Direction 1: Print the passage of the pastoral videogames essay starting with "The longer Levin" and going on through "a pastoral work.", copying it word for word.

Extract:
The rise of the pastoral in videogames

The romance of pastoral life has long held a curious power over the human imagination. Most date the beginnings of the pastoral as a literary mode back to Greek and Roman poems that describe idealized versions of a shepherd’s life in the countryside. The mode has evolved greatly since then, but pastoral works remain relatively simple to spot: think golden fields, rural folk living in a simple communion with nature, and an implicit longing for a lost way of life.

William Blake’s “The Shepard” is a go-to example; Leo Tolstoy’s descriptions of rural life in Anna Karenina, often done through the lens of the author’s alter-ego Constantine Dmitrich Levin, offer a more nuanced but undeniably pastoral example as well. For Levin, hard labor mowing grass with cheerful peasants (a pastoral phrase if there ever was one) provides an almost transcendent experience:

The longer Levin mowed, the more often he felt those moments of oblivion during which it was no longer his arms that swung the scythe, but the scythe itself that lent motion to his whole body, full of life and conscious of itself, and, as if by magic, without a thought of it, the work got rightly and neatly done on its own. These were the most blissful moments.

It’s a mode that seems inherently at odds with videogames. They are, after all, of the digital age; created on heat-spewing electronic machines, often a vast distance from any sort of natural landscape. The aesthetics and values of modernity and futurism are also at center-stage for most games. They are often frenetic, fragmented, complex affairs: all descriptions that would never be used to describe a pastoral work.

Direction 2: Change "pink" to "magenta" in the listing lines starting with the first line of the listing and going on through the line with "[773,373,886,439]". Give back only those lines, with nothing else altered.

Entries:
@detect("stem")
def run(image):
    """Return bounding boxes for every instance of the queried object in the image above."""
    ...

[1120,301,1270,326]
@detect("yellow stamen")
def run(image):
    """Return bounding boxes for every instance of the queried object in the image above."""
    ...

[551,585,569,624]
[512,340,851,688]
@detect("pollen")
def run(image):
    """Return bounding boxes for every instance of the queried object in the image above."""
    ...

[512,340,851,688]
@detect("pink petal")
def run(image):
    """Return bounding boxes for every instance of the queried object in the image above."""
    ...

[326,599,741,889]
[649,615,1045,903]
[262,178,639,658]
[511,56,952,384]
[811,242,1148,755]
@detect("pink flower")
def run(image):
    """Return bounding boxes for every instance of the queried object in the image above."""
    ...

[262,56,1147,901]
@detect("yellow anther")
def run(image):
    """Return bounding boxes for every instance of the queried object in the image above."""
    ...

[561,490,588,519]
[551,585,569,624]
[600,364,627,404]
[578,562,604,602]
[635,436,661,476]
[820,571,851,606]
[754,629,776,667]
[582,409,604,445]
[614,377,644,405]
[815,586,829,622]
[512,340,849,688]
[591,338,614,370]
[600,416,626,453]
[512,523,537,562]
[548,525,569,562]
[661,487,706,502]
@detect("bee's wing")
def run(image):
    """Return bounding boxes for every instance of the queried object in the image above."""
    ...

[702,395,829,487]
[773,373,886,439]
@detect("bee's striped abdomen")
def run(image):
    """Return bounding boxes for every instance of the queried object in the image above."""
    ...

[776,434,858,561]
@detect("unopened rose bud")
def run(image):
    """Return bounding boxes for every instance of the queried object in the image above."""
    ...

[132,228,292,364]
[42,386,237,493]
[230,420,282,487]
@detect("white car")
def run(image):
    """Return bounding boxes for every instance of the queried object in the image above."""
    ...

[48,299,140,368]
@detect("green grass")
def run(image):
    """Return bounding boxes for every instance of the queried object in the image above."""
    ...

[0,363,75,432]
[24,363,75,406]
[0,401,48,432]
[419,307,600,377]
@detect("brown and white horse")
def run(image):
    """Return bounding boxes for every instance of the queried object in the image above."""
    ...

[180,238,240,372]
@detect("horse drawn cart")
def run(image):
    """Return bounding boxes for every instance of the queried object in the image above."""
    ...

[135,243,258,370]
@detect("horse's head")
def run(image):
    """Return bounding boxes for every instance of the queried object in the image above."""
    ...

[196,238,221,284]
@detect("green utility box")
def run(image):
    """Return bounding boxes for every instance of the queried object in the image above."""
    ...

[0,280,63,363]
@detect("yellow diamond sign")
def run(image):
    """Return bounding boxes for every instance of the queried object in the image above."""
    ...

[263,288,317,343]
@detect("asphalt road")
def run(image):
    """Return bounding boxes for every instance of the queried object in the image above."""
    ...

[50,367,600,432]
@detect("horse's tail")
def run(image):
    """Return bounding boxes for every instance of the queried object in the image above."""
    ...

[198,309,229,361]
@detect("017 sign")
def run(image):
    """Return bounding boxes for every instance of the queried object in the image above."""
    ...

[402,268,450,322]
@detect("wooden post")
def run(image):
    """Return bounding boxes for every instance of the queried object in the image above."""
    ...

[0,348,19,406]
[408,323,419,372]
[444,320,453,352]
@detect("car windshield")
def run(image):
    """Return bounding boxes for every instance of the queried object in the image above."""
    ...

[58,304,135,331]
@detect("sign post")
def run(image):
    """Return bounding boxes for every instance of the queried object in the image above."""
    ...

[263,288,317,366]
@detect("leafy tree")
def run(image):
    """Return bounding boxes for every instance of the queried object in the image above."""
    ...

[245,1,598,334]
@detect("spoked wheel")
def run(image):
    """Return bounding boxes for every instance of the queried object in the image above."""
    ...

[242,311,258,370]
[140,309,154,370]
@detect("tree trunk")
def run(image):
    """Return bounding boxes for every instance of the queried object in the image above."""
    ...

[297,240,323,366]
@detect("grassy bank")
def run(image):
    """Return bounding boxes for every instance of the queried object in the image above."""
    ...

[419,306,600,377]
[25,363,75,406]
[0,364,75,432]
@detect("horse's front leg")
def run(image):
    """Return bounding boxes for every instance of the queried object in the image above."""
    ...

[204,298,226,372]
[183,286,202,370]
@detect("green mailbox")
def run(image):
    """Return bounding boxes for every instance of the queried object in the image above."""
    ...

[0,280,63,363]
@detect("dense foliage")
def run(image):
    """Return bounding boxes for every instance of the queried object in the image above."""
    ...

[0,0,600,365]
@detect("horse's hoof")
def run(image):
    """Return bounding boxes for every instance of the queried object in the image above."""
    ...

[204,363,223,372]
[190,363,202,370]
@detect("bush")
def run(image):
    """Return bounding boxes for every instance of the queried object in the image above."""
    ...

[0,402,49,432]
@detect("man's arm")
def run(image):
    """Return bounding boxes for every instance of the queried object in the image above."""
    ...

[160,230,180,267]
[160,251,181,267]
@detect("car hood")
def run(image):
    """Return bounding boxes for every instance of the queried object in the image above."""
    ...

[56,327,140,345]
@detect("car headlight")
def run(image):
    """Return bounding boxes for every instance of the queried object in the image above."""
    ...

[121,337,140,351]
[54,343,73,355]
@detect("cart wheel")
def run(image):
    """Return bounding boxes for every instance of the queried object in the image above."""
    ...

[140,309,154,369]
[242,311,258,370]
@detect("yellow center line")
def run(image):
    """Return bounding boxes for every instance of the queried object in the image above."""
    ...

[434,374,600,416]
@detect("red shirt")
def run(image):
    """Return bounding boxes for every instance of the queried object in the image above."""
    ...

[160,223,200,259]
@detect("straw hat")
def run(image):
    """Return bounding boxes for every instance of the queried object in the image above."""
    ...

Final result 1:
The longer Levin mowed, the more often he felt those moments of oblivion during which it was no longer his arms that swung the scythe, but the scythe itself that lent motion to his whole body, full of life and conscious of itself, and, as if by magic, without a thought of it, the work got rightly and neatly done on its own. These were the most blissful moments.

It’s a mode that seems inherently at odds with videogames. They are, after all, of the digital age; created on heat-spewing electronic machines, often a vast distance from any sort of natural landscape. The aesthetics and values of modernity and futurism are also at center-stage for most games. They are often frenetic, fragmented, complex affairs: all descriptions that would never be used to describe a pastoral work.

Final result 2:
@detect("stem")
def run(image):
    """Return bounding boxes for every instance of the queried object in the image above."""
    ...

[1120,301,1270,326]
@detect("yellow stamen")
def run(image):
    """Return bounding boxes for every instance of the queried object in the image above."""
    ...

[551,585,569,624]
[512,340,851,688]
@detect("pollen")
def run(image):
    """Return bounding boxes for every instance of the queried object in the image above."""
    ...

[512,340,851,688]
@detect("magenta petal")
def run(image):
    """Return bounding boxes for every instance of the queried object in the image above."""
    ...

[326,599,741,889]
[649,615,1045,903]
[262,178,639,658]
[511,56,952,384]
[811,242,1148,755]
@detect("magenta flower")
def run(image):
    """Return bounding boxes for every instance of the queried object in the image above."""
    ...

[262,56,1147,901]
@detect("yellow anther")
def run(image):
    """Return bounding boxes for every instance of the queried object in the image above."""
    ...

[561,490,588,519]
[551,585,569,624]
[600,364,627,404]
[578,562,604,602]
[635,436,661,476]
[820,571,851,606]
[754,629,776,667]
[582,409,604,445]
[614,377,644,405]
[815,586,829,622]
[512,340,849,688]
[591,338,614,370]
[600,416,626,453]
[512,523,537,562]
[548,525,569,562]
[661,487,706,502]
@detect("bee's wing")
def run(image):
    """Return bounding boxes for every instance of the queried object in the image above."""
    ...

[702,395,829,487]
[773,373,886,439]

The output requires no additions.